TASK ITEM
From the article on death cap mushrooms below, reproduce word for word the passage starting at "Catholic University campus" and ending at "attacked the liver.".
BEGIN EXTRACT PROVIDED
Catholic University campus dean associate professor Patrick McArdle said they were praying for their two staff members.
''We have been in touch with their employer and offered any assistance necessary to support and assist these members of our community in their current health and personal situation,'' he said.
''Our thoughts and prayers are with them at this time.''
The employer, Assetlink, was contacted for comment but did not respond by deadline.
Across the ACT, rangers have found a large numbers of death cap mushrooms. Lennox Gardens in Yarralumla and Bass Garden in Griffith were particular hot spots.
Sydney University clinical associate professor Naren Gunja said the death cap mushroom, otherwise known as amanita phalloides, was extremely poisonous and primarily attacked the liver.
He said if enough of the mushroom was consumed a person may suffer from multiple organ failure and die.
“The consumption of the mushrooms does not result in an immediate bodily reaction, although after a few hours – anywhere between six and 24 hours – a person starts to experience vomiting and diahorrea,” he said.
“The more you eat of the mushroom the more chance there is of a fatality.
“If a person swallows enough of the mushroom they may become inoperable in which case a liver transplant would not be able to save them.”
Dr Gunja said an emergency liver transplant - which a patient with sustained liver poisoning would need - was not always an easy process.
“A compatible replacement organ may not be available to the patient on short notice,” he said.
“Once consuming the mushroom, a person may also suffer secondary organ failure of the heart and the kidneys, although the primary target of the toxin is the liver.”
Dr Gunja said the death cap mushrooms can be difficult to differentiate from other mushrooms and Canberrans should refrain from picking wild mushrooms given the circumstances.
“The mushroom has a white stalk with a slight green covering on the hood with white gills forming underneath the hood,” he said.
Death caps are sometimes mistaken for straw mushrooms, commonly used in Chinese cooking.
Dr Kelly warned people not to pick wild mushrooms, saying the wrong variety could kill.
‘‘These are very toxic substances - it’s not a minor issue eating one of these mushrooms - a teaspoon can kill you,’’ he said.
‘‘There are people who do pick wild mushrooms, there is a foraging culture in the ACT and they do so at their own risk. Mature death cap mushrooms can be quite distinctive but the young ones can very easily be mistaken for other types of mushrooms. In previous episodes, we’ve had descriptions of them being very similar to edible mushrooms in other parts of the world, particularly in South East Asia and East Asia.
END EXTRACT PROVIDED
BEGIN DATA SHOWN
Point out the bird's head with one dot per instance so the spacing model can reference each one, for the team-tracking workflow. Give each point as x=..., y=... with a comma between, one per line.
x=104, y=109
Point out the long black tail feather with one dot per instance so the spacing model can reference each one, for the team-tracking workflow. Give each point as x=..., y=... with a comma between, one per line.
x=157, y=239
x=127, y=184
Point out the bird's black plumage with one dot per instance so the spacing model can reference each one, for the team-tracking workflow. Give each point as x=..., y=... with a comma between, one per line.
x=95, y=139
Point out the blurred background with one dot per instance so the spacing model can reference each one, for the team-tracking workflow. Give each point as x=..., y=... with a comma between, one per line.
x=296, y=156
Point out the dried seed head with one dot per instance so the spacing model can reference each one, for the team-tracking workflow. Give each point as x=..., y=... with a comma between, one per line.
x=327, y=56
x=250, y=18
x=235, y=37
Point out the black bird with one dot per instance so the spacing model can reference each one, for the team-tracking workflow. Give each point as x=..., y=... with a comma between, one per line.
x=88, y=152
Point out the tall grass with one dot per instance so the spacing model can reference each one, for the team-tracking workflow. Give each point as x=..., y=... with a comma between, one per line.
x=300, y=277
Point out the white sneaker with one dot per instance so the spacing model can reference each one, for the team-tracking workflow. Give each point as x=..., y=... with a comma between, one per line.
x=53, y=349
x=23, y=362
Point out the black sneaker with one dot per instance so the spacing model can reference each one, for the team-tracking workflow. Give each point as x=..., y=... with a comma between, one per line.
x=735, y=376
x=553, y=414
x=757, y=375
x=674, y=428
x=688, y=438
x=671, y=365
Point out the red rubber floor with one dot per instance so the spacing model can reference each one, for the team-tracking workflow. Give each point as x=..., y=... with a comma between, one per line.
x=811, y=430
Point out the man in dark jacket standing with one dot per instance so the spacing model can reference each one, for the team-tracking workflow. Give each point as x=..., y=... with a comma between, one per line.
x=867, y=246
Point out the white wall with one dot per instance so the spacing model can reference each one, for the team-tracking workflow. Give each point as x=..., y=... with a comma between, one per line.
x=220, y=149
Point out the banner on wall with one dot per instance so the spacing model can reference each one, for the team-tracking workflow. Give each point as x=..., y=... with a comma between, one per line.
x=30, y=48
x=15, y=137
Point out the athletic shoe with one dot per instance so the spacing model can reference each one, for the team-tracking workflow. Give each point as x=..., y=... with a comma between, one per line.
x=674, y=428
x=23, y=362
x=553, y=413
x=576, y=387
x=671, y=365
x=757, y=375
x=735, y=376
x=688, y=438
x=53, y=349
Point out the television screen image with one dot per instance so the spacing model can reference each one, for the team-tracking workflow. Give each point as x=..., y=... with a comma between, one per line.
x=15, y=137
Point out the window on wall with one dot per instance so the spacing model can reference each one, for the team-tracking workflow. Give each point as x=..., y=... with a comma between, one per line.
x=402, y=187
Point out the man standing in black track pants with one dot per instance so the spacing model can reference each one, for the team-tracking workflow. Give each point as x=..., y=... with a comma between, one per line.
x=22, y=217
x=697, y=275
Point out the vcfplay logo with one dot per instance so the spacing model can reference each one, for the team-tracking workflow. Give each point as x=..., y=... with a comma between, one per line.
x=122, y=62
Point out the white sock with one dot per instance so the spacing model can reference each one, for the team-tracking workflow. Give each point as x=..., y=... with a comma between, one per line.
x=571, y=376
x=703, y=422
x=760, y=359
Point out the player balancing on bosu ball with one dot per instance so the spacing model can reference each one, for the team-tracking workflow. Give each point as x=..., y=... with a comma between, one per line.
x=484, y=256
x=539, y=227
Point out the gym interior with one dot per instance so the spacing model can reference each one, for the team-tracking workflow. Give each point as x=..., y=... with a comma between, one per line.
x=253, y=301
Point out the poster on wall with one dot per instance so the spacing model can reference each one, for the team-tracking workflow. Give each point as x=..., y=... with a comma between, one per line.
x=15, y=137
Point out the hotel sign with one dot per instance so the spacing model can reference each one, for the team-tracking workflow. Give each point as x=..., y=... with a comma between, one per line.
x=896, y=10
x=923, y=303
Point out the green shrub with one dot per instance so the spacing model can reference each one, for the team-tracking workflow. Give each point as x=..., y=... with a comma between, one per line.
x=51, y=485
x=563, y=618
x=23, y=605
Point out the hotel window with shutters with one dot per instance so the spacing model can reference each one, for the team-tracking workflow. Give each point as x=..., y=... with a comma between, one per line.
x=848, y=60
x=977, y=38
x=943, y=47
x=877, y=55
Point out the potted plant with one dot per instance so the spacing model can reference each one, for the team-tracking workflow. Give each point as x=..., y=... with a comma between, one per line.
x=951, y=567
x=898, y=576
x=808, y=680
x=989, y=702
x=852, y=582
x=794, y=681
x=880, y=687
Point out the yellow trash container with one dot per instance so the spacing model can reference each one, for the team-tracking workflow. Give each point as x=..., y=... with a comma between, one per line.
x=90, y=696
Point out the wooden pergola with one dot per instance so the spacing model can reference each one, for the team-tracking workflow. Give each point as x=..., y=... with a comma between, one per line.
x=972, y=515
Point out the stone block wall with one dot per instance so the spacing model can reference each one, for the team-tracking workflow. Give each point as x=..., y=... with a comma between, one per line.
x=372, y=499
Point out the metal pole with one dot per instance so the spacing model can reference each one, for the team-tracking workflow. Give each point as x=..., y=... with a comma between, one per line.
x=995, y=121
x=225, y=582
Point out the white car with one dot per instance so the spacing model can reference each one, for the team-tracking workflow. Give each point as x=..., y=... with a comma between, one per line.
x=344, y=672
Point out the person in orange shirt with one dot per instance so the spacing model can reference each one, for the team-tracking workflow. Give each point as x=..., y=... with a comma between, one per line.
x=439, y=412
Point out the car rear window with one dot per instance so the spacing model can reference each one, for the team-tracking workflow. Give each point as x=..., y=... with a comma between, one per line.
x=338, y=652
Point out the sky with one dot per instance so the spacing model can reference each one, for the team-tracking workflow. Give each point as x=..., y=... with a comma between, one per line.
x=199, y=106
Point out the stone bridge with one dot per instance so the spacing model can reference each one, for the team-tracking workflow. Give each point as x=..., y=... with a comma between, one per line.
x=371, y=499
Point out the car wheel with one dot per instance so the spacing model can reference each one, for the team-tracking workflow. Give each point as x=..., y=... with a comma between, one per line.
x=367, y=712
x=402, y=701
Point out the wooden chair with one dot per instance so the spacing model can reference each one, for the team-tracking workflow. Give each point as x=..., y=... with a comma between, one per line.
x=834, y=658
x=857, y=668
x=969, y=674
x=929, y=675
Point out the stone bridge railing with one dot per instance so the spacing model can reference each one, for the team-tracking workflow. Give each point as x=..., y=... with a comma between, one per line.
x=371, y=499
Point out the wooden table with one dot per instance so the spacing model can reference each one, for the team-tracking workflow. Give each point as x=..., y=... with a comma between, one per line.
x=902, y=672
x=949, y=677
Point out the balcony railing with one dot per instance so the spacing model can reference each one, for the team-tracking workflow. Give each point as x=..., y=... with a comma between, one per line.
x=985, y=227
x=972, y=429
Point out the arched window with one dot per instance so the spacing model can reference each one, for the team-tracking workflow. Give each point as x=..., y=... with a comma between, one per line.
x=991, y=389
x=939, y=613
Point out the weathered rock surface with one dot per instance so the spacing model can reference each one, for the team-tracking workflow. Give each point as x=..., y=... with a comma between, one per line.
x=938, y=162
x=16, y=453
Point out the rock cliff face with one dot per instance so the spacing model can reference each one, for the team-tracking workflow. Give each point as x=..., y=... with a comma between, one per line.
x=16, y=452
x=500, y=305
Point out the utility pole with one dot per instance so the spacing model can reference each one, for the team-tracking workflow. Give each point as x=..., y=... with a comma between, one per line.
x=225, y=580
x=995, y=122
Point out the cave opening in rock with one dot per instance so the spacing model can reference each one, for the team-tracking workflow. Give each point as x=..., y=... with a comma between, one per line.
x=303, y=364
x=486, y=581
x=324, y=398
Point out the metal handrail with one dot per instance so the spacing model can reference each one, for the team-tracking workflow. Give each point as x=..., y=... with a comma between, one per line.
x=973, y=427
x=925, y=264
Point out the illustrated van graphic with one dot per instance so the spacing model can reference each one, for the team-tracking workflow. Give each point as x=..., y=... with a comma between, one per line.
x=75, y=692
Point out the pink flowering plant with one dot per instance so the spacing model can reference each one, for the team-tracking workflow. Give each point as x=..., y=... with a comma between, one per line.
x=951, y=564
END DATA SHOWN
ANSWER FOR THE TASK
Catholic University campus dean associate professor Patrick McArdle said they were praying for their two staff members.
''We have been in touch with their employer and offered any assistance necessary to support and assist these members of our community in their current health and personal situation,'' he said.
''Our thoughts and prayers are with them at this time.''
The employer, Assetlink, was contacted for comment but did not respond by deadline.
Across the ACT, rangers have found a large numbers of death cap mushrooms. Lennox Gardens in Yarralumla and Bass Garden in Griffith were particular hot spots.
Sydney University clinical associate professor Naren Gunja said the death cap mushroom, otherwise known as amanita phalloides, was extremely poisonous and primarily attacked the liver.